__WRITTEN INSTRUCTION__
How many lines in the listing below contain the string "shirt"? Case counts. Reply with the number alone.

__GIVEN INFORMATION__
↓↓↓

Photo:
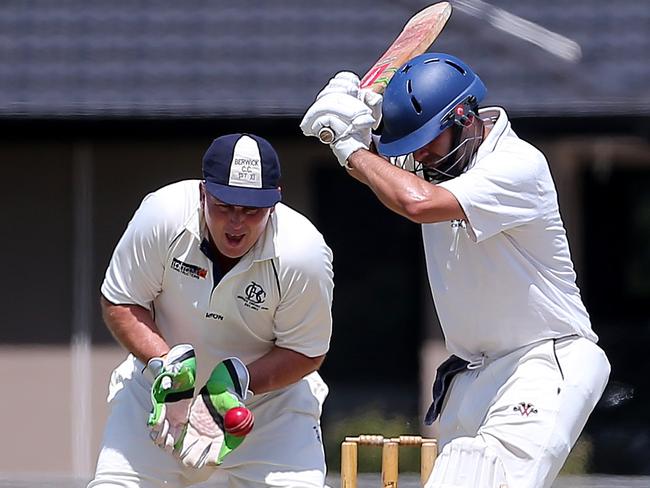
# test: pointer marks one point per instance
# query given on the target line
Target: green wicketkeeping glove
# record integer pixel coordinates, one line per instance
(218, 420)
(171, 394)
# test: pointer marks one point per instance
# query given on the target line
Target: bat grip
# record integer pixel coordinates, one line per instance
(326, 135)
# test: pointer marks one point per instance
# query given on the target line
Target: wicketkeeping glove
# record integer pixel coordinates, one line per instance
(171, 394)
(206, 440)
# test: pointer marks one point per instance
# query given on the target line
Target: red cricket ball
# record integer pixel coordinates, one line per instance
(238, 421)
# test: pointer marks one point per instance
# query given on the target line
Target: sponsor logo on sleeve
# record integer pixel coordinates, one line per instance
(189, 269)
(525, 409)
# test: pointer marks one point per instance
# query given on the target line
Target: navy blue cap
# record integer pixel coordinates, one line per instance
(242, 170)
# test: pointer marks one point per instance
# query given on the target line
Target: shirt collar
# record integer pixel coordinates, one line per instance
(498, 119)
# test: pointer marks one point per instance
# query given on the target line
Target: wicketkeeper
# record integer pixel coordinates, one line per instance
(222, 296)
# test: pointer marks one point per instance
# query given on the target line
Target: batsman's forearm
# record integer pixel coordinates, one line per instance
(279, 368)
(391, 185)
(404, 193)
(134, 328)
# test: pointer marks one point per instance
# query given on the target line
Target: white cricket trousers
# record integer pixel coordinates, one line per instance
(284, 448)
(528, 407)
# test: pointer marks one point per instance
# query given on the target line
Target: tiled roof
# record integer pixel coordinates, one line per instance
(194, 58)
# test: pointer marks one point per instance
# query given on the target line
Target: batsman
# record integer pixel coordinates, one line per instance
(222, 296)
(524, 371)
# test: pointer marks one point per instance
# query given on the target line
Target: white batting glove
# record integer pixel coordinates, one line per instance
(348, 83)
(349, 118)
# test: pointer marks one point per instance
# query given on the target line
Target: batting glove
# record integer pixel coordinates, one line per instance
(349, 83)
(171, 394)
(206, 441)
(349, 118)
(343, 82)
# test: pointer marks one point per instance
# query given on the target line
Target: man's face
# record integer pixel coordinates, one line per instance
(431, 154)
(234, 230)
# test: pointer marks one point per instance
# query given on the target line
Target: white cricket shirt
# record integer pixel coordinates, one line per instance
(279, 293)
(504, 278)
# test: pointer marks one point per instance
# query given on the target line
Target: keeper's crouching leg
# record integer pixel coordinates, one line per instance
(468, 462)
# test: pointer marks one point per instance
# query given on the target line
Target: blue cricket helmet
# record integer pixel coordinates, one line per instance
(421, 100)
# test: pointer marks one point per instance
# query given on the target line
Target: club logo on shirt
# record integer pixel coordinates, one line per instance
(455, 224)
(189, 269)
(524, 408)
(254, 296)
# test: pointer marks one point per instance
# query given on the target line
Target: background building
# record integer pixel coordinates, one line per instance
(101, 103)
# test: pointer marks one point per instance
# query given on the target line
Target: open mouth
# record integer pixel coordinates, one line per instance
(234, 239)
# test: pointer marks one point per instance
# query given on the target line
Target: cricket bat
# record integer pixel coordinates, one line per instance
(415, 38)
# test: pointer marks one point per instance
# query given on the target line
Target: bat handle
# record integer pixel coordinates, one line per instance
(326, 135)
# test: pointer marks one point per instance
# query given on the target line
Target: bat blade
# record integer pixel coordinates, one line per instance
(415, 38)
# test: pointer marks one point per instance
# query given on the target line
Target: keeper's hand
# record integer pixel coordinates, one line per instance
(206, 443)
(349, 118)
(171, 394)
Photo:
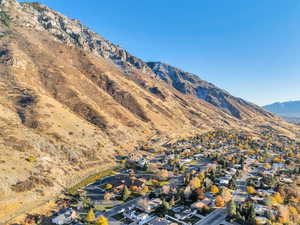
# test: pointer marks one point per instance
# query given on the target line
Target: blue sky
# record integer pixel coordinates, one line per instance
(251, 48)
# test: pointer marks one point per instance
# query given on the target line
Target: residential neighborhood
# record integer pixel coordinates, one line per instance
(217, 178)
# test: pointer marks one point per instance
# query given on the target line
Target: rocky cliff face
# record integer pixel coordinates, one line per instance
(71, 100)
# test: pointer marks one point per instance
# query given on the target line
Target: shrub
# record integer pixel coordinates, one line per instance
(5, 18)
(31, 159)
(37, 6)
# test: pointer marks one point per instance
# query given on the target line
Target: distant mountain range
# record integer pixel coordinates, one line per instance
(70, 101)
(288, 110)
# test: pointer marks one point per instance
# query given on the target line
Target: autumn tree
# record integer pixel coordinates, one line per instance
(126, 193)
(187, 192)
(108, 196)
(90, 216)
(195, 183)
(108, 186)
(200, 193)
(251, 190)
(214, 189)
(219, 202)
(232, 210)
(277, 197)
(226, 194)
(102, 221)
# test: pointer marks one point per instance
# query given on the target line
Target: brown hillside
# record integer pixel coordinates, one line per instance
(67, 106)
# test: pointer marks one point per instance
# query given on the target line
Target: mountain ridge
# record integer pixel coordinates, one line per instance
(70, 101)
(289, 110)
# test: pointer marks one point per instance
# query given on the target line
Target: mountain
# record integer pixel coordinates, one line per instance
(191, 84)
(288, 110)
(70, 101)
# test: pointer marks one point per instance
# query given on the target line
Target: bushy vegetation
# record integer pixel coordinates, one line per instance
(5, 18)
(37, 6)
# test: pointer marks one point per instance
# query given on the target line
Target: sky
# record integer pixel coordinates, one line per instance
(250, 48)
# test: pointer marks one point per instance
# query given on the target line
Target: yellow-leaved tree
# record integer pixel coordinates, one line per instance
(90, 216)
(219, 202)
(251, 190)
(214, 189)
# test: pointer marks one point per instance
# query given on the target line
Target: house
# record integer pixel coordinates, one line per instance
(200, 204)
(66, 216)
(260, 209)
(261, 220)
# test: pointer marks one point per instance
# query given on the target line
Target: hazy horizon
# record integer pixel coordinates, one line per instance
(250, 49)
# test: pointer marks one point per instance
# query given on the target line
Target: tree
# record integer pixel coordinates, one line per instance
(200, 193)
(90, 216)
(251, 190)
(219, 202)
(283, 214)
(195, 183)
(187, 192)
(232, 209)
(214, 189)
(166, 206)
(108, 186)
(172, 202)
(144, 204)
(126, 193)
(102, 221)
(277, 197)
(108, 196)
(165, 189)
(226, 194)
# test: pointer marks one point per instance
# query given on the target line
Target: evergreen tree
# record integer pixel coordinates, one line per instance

↑↑↑

__RESULT FOR THIS TASK__
3